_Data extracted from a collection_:
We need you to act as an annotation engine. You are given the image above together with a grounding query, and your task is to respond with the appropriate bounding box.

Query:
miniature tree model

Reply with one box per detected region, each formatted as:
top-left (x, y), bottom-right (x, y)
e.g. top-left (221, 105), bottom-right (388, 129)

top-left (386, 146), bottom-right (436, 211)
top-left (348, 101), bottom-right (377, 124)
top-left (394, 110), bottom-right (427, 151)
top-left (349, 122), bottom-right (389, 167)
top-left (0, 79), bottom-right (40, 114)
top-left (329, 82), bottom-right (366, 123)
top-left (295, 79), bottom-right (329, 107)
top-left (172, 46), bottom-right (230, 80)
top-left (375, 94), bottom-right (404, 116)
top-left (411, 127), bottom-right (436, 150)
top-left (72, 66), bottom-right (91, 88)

_ABOUT THIS EXERCISE_:
Exactly and only the lines from the line containing "top-left (x, y), bottom-right (x, y)" through the last line of the entries should be copied, both ends included.

_RESULT FOR THIS EXERCISE_:
top-left (x, y), bottom-right (x, y)
e.g. top-left (221, 105), bottom-right (388, 129)

top-left (386, 146), bottom-right (436, 211)
top-left (348, 101), bottom-right (377, 124)
top-left (394, 110), bottom-right (427, 151)
top-left (349, 122), bottom-right (389, 167)
top-left (0, 79), bottom-right (40, 114)
top-left (329, 82), bottom-right (366, 123)
top-left (295, 79), bottom-right (329, 107)
top-left (172, 46), bottom-right (230, 80)
top-left (375, 94), bottom-right (404, 116)
top-left (411, 127), bottom-right (436, 150)
top-left (72, 66), bottom-right (91, 88)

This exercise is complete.